### Aim of the task
Repeat word for word the line with "the tree trunk" and every line after it until the records below run out.

◆ ◆ ◆ ◆ ◆ ◆ ◆

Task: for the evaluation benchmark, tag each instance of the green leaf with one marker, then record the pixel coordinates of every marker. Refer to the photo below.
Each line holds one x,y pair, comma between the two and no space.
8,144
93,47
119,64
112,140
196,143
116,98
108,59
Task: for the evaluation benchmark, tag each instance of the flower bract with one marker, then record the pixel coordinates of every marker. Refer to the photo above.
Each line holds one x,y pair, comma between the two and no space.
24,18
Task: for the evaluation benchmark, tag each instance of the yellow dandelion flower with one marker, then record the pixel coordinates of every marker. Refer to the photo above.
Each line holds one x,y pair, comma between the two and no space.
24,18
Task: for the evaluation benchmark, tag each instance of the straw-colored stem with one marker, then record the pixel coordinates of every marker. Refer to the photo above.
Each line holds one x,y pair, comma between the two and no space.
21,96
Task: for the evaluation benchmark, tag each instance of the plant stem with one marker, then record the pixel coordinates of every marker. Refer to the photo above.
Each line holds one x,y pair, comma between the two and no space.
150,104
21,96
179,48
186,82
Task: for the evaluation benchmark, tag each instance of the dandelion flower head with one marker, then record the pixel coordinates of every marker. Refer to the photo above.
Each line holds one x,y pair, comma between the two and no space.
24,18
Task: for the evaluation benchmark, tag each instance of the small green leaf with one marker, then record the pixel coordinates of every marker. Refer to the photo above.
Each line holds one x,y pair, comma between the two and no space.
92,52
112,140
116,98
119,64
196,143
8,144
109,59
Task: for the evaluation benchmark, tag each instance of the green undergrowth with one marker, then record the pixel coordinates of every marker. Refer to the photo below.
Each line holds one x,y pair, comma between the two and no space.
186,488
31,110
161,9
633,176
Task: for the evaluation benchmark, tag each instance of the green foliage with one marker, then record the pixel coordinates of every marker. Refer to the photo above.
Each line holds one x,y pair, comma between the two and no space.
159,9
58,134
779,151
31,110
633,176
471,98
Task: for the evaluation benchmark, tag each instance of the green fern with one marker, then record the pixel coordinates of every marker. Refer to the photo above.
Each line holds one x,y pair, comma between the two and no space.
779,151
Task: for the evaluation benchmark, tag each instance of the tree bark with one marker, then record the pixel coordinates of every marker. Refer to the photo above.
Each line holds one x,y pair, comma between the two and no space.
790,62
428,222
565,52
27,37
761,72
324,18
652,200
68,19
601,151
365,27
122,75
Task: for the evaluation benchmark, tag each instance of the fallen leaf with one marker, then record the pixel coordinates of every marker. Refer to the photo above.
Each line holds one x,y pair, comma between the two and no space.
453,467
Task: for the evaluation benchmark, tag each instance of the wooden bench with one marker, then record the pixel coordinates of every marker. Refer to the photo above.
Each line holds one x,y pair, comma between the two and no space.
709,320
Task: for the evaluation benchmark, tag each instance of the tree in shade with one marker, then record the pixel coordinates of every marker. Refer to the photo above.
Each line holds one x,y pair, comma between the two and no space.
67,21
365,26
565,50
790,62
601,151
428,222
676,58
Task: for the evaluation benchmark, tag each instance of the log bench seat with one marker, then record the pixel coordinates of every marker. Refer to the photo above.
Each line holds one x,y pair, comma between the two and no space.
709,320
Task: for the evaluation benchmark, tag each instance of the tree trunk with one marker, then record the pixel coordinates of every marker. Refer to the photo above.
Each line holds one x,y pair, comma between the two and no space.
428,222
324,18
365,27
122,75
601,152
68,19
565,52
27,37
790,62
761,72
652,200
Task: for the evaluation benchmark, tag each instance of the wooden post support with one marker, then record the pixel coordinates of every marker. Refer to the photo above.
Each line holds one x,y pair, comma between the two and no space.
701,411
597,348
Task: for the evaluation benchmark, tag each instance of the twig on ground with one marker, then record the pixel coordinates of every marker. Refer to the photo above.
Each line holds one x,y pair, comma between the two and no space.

◆ ◆ ◆ ◆ ◆ ◆ ◆

### Correct response
Task: for the evaluation benchmark, tag each instance of the tree trunk with one marker, then record the pixel coordinates of every marker. Refer to the photo above.
Each line holds one x,y pair, comma between the two and no space.
428,222
324,18
365,27
122,75
601,152
68,19
565,52
27,37
790,62
761,72
652,200
Task: for the evaluation benchmark, tag each instance of the wooden post support with one marker, then record the pixel coordinates of every marker. Refer to the photo above.
Each line holds one x,y pair, comma between the two and no space.
701,411
597,348
Task: for the evaluation benchmark, tag each instance of the twig on ground with one marker, then record the pixel coordinates of every marker. Refer to the photo above.
Each line holds one x,y pair, comma between the two and no space.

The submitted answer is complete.